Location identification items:
= = = =

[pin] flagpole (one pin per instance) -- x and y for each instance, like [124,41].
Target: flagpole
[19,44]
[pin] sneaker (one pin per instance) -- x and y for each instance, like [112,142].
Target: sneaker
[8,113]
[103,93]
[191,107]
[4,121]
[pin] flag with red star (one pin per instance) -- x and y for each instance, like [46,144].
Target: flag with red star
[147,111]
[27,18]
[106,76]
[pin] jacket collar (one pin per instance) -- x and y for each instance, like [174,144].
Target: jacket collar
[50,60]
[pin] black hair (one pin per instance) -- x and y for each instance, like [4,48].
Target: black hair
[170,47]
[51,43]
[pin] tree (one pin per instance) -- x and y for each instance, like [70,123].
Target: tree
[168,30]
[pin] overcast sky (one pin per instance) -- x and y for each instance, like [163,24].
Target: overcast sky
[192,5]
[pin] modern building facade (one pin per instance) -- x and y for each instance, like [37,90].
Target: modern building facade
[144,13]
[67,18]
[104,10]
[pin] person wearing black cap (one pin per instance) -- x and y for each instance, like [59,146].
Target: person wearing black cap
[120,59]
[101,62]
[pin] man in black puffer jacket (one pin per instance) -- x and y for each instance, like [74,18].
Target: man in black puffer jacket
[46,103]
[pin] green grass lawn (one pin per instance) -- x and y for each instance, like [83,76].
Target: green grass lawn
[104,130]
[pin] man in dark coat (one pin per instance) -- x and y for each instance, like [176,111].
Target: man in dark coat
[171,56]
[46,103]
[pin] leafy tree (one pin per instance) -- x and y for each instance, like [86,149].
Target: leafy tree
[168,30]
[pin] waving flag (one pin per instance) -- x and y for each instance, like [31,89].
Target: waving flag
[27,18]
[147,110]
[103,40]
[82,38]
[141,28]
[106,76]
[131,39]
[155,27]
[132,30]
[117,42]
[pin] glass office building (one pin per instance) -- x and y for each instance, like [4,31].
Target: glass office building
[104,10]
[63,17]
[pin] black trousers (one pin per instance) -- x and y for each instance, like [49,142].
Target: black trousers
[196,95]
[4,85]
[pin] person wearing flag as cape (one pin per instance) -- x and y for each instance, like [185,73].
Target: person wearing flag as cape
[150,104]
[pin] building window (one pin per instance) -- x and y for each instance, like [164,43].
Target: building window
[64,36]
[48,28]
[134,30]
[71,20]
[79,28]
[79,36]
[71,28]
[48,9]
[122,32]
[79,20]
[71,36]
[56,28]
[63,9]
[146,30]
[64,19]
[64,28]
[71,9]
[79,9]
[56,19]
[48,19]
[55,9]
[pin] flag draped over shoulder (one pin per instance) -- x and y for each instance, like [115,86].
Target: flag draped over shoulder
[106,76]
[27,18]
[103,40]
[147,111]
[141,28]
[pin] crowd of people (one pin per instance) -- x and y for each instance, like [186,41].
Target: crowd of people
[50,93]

= = = =

YOUR GOAL:
Each entry above is to be printed again exactly.

THE RESULT:
[pin] flagpole (one pin per instance) -- x and y for each instance, like [124,41].
Target: flagpole
[19,44]
[pin] sneaker (one pin per instance) -- x and y for each instance, like [112,142].
Target: sneaker
[8,113]
[103,93]
[191,107]
[4,121]
[pin] flag with red star (one pin per instance) -- x and y for each instance, like [46,144].
Target: flag with red star
[147,111]
[27,18]
[106,76]
[pin] jacket collar (one pin per instance) -- x and y for each instance, like [174,144].
Target: jacket collar
[50,60]
[pin] black hair (one pin per instance) -- x and y for each instance, like [4,48].
Target: black hair
[170,47]
[51,43]
[pin] tree (one pin per instance) -- x and y for each instance, like [70,123].
Target: tree
[168,30]
[pin] overcast sky (one pin per instance) -- x and y for each instance, like [163,24].
Target: overcast sky
[192,5]
[pin] modern building facade (one pin per instance) -- x and y for each instance, like [37,90].
Target: modern building facade
[144,13]
[67,18]
[104,10]
[pin] person wearing black cap (one pin per instance) -- x and y for each instance, like [59,146].
Target: person wearing black cap
[120,59]
[101,62]
[pin] man in black puffer jacket (one pin per instance) -- x and y for each instance, like [74,18].
Target: man in black puffer jacket
[46,103]
[pin] green grass lawn (one pin per instance) -- x and y for each instance, like [83,76].
Target: green grass lawn
[104,130]
[pin] man in dark coat (one pin per instance) -- x and y for each instance, like [176,111].
Target: man in dark coat
[171,56]
[46,103]
[pin] leafy tree (one pin per instance) -- x and y for each instance, like [86,149].
Target: leafy tree
[168,30]
[pin] waving flag (one pin per instance) -- x and y for each instance, like [31,89].
Target: waving flag
[27,18]
[147,110]
[103,40]
[82,38]
[141,28]
[106,76]
[131,39]
[155,27]
[132,30]
[117,42]
[pin] glass office building (one pin per instance) -- x and y for each instance, like [4,31].
Target: glass office building
[104,10]
[63,17]
[pin] black trousers (one pin per instance) -- x and y for each instance, like [49,142].
Target: black trousers
[196,95]
[4,85]
[pin] person wearing flag as cape (one pin per instance) -- x and y for each instance, like [185,73].
Target: person wearing flag as cape
[150,104]
[pin] building window (one pin per instance) -- x and y for each instance, like [164,43].
Target: building window
[64,36]
[48,28]
[134,30]
[71,20]
[79,28]
[79,36]
[71,28]
[48,9]
[122,32]
[79,20]
[71,36]
[56,28]
[63,9]
[146,30]
[64,19]
[64,28]
[71,9]
[79,9]
[56,19]
[48,19]
[55,9]
[pin] flag draped over shoulder (one pin per instance) -- x and y for each instance, like [115,86].
Target: flag draped over shoulder
[106,76]
[27,18]
[103,40]
[147,111]
[141,28]
[pin] crowd of people (one pin per instance) -- x and y for each instance, like [186,41].
Target: crowd of people
[50,93]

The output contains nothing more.